→ **Task brief**: Copy all entries exactly.

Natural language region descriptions

--- --- ---

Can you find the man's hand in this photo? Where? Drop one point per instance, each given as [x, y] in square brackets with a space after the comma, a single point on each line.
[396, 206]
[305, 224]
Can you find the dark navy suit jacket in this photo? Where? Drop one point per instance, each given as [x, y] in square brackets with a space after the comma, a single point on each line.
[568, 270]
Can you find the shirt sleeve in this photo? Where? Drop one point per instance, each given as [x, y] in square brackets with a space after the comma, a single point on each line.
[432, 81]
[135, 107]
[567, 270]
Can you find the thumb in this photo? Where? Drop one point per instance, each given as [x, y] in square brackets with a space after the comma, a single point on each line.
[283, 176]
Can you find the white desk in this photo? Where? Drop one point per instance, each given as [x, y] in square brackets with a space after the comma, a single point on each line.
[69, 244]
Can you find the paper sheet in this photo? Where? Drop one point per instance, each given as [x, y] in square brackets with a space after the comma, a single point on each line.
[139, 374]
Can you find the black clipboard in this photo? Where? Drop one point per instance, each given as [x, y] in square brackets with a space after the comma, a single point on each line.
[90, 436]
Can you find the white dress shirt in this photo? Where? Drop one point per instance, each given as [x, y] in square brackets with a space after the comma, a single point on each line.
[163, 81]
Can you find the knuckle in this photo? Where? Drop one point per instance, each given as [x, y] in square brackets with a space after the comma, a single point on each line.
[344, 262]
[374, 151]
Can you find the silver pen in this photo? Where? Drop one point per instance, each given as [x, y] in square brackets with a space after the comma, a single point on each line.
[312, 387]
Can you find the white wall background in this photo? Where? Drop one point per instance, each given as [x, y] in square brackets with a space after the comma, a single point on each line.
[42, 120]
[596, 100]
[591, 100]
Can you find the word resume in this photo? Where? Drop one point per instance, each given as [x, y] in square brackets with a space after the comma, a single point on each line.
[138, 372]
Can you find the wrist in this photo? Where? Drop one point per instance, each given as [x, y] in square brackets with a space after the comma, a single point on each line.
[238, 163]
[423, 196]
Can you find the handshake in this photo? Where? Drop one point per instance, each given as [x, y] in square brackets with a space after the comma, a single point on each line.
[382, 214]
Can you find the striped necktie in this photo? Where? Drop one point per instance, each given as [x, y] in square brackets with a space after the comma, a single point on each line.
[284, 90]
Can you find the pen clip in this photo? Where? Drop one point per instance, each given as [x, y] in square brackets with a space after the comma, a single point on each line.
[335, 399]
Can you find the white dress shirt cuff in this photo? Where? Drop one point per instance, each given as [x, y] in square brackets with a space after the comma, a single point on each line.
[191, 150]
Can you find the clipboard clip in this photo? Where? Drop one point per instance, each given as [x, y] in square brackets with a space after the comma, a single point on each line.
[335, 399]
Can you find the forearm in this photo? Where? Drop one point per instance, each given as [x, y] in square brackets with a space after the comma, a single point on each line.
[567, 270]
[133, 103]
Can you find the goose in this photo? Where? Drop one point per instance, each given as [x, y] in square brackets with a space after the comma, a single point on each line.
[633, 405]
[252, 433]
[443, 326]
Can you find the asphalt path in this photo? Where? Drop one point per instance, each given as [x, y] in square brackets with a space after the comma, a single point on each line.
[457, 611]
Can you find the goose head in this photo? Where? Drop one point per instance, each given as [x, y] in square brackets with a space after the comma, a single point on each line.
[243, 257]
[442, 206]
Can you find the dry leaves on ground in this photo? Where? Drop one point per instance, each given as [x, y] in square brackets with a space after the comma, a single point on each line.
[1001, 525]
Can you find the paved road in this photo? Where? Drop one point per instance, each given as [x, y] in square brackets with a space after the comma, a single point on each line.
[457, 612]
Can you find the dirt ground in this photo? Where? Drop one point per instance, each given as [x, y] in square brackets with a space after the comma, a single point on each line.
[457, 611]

--- --- ---

→ **Solution to the problem**:
Can you find the man's hand in this photo? Where? Drop one point per instance, each given as [x, y] in square brackets with a space after the comma, a single point on each line.
[396, 206]
[305, 224]
Can you find the dark navy suit jacket in this photo? Where? Drop one point per instance, each given as [x, y] in square brackets with a space after the comma, a single point on each line.
[568, 270]
Can you find the shirt sleeve in this photo? Where? Drop one point per instance, each given as [x, y] in square brackets with a space after the comma, a single point on each line.
[432, 81]
[135, 107]
[567, 270]
Can you find the thumb in this photo? Where? Drop one point per instance, each given as [x, y] in square brackets with a space after the comma, a single point on each line.
[283, 176]
Can you find the white desk in this photo? Where? Drop one point per instance, each given as [x, y] in square brackets with a space after the comma, a single point on each line.
[69, 244]
Can you find the paper sheet in this photo? Where? Drop one point per instance, each given as [x, y] in square brackets with a space after the comma, a single point on each line.
[139, 374]
Can you find the black clipboard in this photo? Where? Drop one point per instance, each given as [x, y] in square brackets with a space after the comma, a single point on each line.
[90, 436]
Can you find the white dress shirt in this photo? Where? Drop one point per instance, each given as [x, y] in square brackets with a space after the comma, a single point on each line.
[163, 81]
Can you find the knuckle in this photo? Where? Drop one point per instance, each given as [x, y] in square brackets with a space after the comma, a single point on each line.
[344, 262]
[374, 151]
Can you find the silver pen in this photo? Where? Drop one point per instance, each given as [x, y] in square brackets with a space after the comma, a single point on each line.
[312, 387]
Can you find the white wall background in this photo? Where? Drop one point per instance, each given as [x, y] in square brackets with a space after the comma, a single point on each line.
[42, 120]
[596, 100]
[591, 100]
Can you find the word resume in this photo? Where? Drop one point per instance, each given as [x, y] in square brackets with a space after the comma, a single point on each line.
[138, 372]
Can you find the wrist in this photo? Where? Drop one point per instance, each given as [x, y] in square brackets with a space after the comma, a single point on each line.
[238, 163]
[423, 196]
Can you find the handshake in this photo? Where? Drop one point per instance, each given as [x, y] in square brackets with a space after the comma, a single point on each line.
[382, 214]
Can you find the striped necktie in this photo? Where? Drop one point per instance, each given as [x, y] in square brackets with a space after the comma, a single point on each line.
[284, 90]
Can you find the pen clip in this photo? Where? Drop one point per instance, each given as [x, y] in square brackets with a space after the comma, a single point on each line.
[335, 399]
Can you find the white dress shirt cuff in this photo? Where? Drop one point per instance, each given as [x, y] in square brackets with a space after the comma, a single point on each line.
[191, 150]
Can you find the clipboard clip in this photo? Where? Drop one point per instance, each given as [x, y] in square brackets with a space after the comma, a single point on each line.
[335, 399]
Can you find the forearm in this photo? Where? Drop one point per instance, each given as [x, y] in square brackets with a space after the comma, a single point on each line.
[567, 270]
[133, 103]
Can you find the goose in this photo? Where? Drop one point per instance, each given as [x, y] in square brackets with a space after the comma, a single point on each line.
[633, 405]
[252, 433]
[443, 326]
Can you find the asphalt path in this photo? Where? Drop one point per instance, each given as [x, y] in square brackets with a space after the comma, a single point on each line.
[457, 611]
Can you find the goose head in this photo? Where? Drop one point per instance, each given as [x, y] in square brackets with a space after the comma, a single point on each line.
[243, 257]
[442, 206]
Can you find the dry leaves on ground in this photo? Where? Drop one point per instance, each given as [x, y] in square brackets with a space after the comma, a single point on each line.
[1001, 525]
Can you find the paved road in this photo? Where? Drop one point per instance, each given as [x, y] in square brackets with a space after the comma, a single point on each line.
[457, 612]
Can you find the dirt ground in this photo? Where? Drop one point per instance, each given as [x, y] in square brackets with a space after the comma, a single point on each line.
[457, 611]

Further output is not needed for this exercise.